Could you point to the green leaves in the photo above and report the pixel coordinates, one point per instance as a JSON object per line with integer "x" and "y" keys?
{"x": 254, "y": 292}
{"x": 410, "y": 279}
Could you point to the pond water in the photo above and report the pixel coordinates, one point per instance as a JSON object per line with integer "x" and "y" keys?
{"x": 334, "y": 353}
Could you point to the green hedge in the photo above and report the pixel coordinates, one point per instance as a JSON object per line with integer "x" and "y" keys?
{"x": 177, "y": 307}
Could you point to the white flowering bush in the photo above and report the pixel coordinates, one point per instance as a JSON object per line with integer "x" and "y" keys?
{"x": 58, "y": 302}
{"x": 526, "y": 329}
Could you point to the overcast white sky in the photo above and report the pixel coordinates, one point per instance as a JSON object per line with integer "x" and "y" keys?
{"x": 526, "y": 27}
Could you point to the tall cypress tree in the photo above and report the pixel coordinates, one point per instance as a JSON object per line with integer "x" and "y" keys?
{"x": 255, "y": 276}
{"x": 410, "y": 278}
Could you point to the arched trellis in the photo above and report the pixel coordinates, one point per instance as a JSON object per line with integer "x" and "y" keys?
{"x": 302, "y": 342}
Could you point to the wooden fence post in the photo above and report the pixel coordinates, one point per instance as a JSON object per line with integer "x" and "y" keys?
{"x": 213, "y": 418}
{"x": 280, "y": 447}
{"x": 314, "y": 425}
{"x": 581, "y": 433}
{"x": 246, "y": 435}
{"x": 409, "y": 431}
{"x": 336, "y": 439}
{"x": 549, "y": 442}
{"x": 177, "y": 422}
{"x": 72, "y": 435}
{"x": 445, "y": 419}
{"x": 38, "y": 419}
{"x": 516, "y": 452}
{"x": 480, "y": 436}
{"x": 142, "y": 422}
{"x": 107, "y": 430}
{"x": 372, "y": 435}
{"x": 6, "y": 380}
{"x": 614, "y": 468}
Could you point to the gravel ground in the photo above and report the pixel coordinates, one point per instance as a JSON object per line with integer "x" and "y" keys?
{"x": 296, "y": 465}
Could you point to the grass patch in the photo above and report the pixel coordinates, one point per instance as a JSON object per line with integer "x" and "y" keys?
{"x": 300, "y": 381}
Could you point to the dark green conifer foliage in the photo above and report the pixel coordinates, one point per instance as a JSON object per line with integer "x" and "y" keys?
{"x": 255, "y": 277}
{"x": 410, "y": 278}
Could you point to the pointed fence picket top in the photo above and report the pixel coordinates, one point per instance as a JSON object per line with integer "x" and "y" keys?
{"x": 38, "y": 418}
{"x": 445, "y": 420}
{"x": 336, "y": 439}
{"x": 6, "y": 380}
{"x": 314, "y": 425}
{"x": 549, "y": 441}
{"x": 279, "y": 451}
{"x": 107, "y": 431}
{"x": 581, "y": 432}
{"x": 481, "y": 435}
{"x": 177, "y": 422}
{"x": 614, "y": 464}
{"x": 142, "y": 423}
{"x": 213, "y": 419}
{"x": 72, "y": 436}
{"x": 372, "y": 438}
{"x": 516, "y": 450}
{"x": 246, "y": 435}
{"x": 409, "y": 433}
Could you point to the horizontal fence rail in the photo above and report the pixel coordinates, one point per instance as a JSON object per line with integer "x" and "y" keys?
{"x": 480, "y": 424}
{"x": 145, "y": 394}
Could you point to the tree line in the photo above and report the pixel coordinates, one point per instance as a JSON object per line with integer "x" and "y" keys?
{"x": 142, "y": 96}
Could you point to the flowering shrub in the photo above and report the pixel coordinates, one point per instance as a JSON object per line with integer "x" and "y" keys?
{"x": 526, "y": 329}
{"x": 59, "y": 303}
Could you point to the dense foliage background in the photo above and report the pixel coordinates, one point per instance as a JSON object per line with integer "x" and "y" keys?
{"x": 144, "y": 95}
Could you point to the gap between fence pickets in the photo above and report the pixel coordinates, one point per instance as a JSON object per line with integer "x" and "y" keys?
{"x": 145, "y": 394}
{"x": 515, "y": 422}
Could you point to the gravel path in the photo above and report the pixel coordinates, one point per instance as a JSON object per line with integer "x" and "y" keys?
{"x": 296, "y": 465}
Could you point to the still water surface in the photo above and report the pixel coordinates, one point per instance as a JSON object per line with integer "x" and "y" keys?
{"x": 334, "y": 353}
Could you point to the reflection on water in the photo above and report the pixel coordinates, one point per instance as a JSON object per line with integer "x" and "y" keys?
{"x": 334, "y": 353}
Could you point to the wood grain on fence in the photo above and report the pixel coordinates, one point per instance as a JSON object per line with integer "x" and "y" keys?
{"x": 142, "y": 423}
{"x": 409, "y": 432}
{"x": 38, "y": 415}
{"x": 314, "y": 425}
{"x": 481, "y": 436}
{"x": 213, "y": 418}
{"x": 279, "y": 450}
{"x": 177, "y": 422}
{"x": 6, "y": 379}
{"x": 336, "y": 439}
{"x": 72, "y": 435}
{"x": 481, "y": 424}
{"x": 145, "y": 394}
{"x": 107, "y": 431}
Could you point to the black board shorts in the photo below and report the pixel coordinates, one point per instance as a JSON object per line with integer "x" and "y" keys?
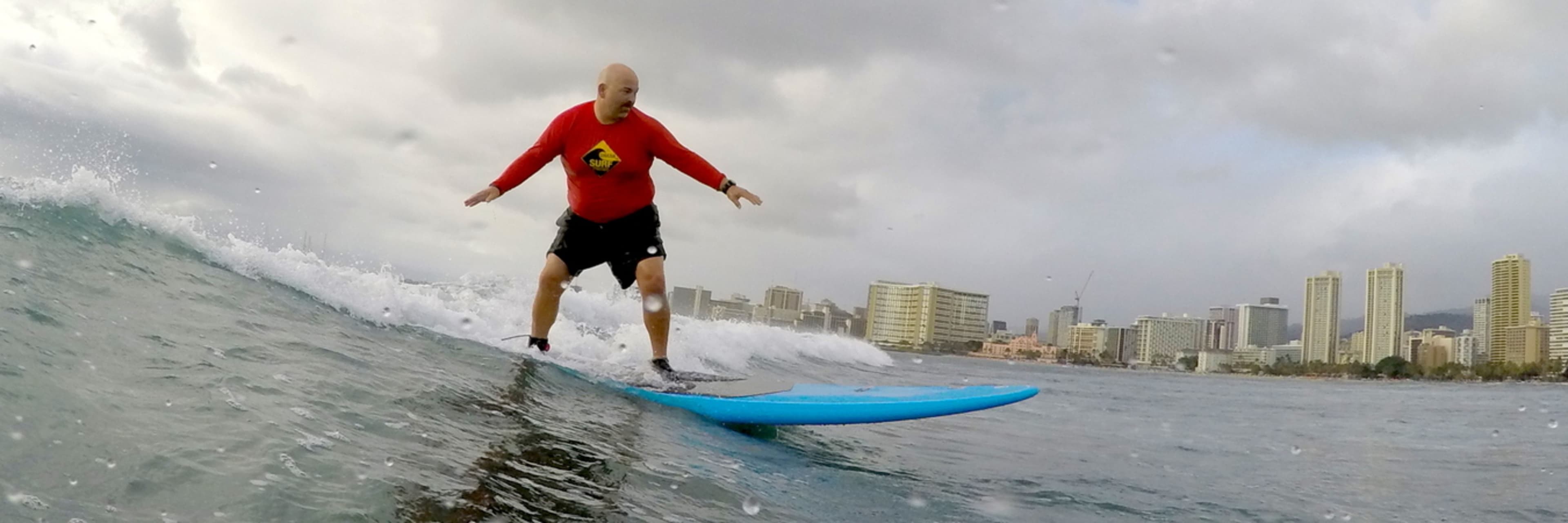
{"x": 621, "y": 242}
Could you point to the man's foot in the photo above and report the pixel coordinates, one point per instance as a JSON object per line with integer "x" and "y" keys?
{"x": 662, "y": 365}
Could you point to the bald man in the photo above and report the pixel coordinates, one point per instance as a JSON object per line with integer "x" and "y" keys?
{"x": 608, "y": 147}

------------------------------------------------------------------------

◆ **What is expected**: Rewrite all of the records above, replacing "pixel coordinates" with "image coordinates" everywhere and keeping everything else the same. Leave the pictures out of your answer.

◆ **Result of this task**:
Could you point to the green leaves in the photo above and report the image coordinates, one point per instance as a JSON object per line with integer "x" and "y" keys?
{"x": 254, "y": 292}
{"x": 410, "y": 279}
Could you point to the pond water in the photo above and report the image coordinates, one point per instance as a JSON object per line with integer "x" and "y" keys?
{"x": 334, "y": 353}
Could you point to the green hedge in the photo above and report the image coordinates, one point per instance as a JSON object per line with integer "x" and "y" keys?
{"x": 177, "y": 307}
Could you point to the white flowering bush in the photo above and report the image coordinates, one point per instance as a JSON object per line with integer "x" and "y" keys?
{"x": 58, "y": 302}
{"x": 526, "y": 329}
Could you point to the overcast white sky in the photo above and report the image coordinates, one point per instance as a JSON object per line with integer "x" and "y" keys?
{"x": 526, "y": 27}
Could you point to the tall cypress tree in the photo above and report the image coordinates, one point per instance as a JSON object per line with integer "x" and "y" keys?
{"x": 255, "y": 276}
{"x": 410, "y": 278}
Could you point to the arched trellis in the photo above and report the image coordinates, one point per instance as a JSON object per line with integer "x" and "y" keys?
{"x": 302, "y": 342}
Could you point to the wooden fence post in the photo above and report the image coordinates, one point per instance as a JSON object per line with integer "x" and "y" keys?
{"x": 213, "y": 418}
{"x": 280, "y": 447}
{"x": 314, "y": 425}
{"x": 581, "y": 433}
{"x": 246, "y": 435}
{"x": 409, "y": 431}
{"x": 336, "y": 439}
{"x": 549, "y": 442}
{"x": 177, "y": 422}
{"x": 72, "y": 435}
{"x": 445, "y": 419}
{"x": 38, "y": 419}
{"x": 516, "y": 452}
{"x": 480, "y": 436}
{"x": 142, "y": 422}
{"x": 107, "y": 430}
{"x": 372, "y": 435}
{"x": 6, "y": 380}
{"x": 614, "y": 468}
Could you point to the gravel ground in the photo above and report the image coordinates, one point per instance as a JSON object per line with integer "x" and "y" keys?
{"x": 296, "y": 465}
Could you point to the grass patch in the photo above and report the image coordinates, one point per instance as a JSON object per line with integer "x" and "y" keys?
{"x": 300, "y": 381}
Could you point to the dark green conifer foliage in the photo above and report the image coordinates, one point per instance as a JSON object per line with integer "x" and "y" keys?
{"x": 255, "y": 277}
{"x": 410, "y": 278}
Could you point to the pointed fence picket top in the photo above and report the image coordinates, one point per instance as a JSON object per line with integer "x" and "y" keys?
{"x": 38, "y": 418}
{"x": 445, "y": 420}
{"x": 336, "y": 439}
{"x": 6, "y": 380}
{"x": 314, "y": 425}
{"x": 549, "y": 441}
{"x": 279, "y": 451}
{"x": 107, "y": 431}
{"x": 581, "y": 432}
{"x": 481, "y": 435}
{"x": 177, "y": 422}
{"x": 614, "y": 464}
{"x": 142, "y": 423}
{"x": 213, "y": 419}
{"x": 72, "y": 436}
{"x": 372, "y": 438}
{"x": 516, "y": 450}
{"x": 246, "y": 435}
{"x": 409, "y": 433}
Could you point to the horizontal fence rail in the photo above and report the image coordinates, one point per instance as a JSON object per line with integer "x" and "y" keys?
{"x": 480, "y": 424}
{"x": 145, "y": 394}
Could you point to the tree line in the photo above and report the image coordinates, one point per instance as a JSON object per line with integer "x" and "y" keys?
{"x": 142, "y": 96}
Could you point to the flowering shrub in the photo above and report the image coordinates, one point per instance as a JSON object per line with integer "x" and "y" keys?
{"x": 526, "y": 329}
{"x": 59, "y": 303}
Could you point to the dense foliage background in the photo above and report the image coordinates, one point per instance as a JSON object per line with integer "x" and "y" keys?
{"x": 144, "y": 95}
Could you point to the gap between fence pickets in the photo above and report the image coordinates, one point per instance as a JSON object per line with integer "x" and "y" keys?
{"x": 145, "y": 394}
{"x": 515, "y": 422}
Could you point to the gravel path in the photo above and report the image coordinates, one point per instance as a JSON object per line with integer "x" and "y" keys?
{"x": 296, "y": 465}
Could you point to the still water surface in the photo above and report the image coordinates, one point per instance as a JSON object per line with integer "x" and "y" keys?
{"x": 334, "y": 353}
Could you point to the reflection on water in the photo above and report the image coordinates, one point per instance as a JSON object per line with integer "x" and "y" keys?
{"x": 334, "y": 353}
Could you point to the wood grain on fence in the photo above and report the image coordinates, one point per instance as a JSON object per line with integer "x" and "y" keys?
{"x": 142, "y": 423}
{"x": 409, "y": 432}
{"x": 38, "y": 415}
{"x": 314, "y": 425}
{"x": 481, "y": 436}
{"x": 213, "y": 418}
{"x": 279, "y": 450}
{"x": 177, "y": 422}
{"x": 6, "y": 379}
{"x": 336, "y": 439}
{"x": 72, "y": 435}
{"x": 481, "y": 424}
{"x": 145, "y": 394}
{"x": 107, "y": 431}
Could you point to the black board shorts in the photo below and report the image coordinates, one point per instance as a JSON object per line with integer "x" and "y" keys?
{"x": 621, "y": 242}
Could you point to the man's foot in the photo above and report the image coordinates, one point per instance as a JSON object per line with integer "x" and "y" keys?
{"x": 662, "y": 365}
Could you point to the bald man in the photo above and report the image coordinates, one point per instance as a JSON object per line with integer "x" and "y" keys?
{"x": 608, "y": 147}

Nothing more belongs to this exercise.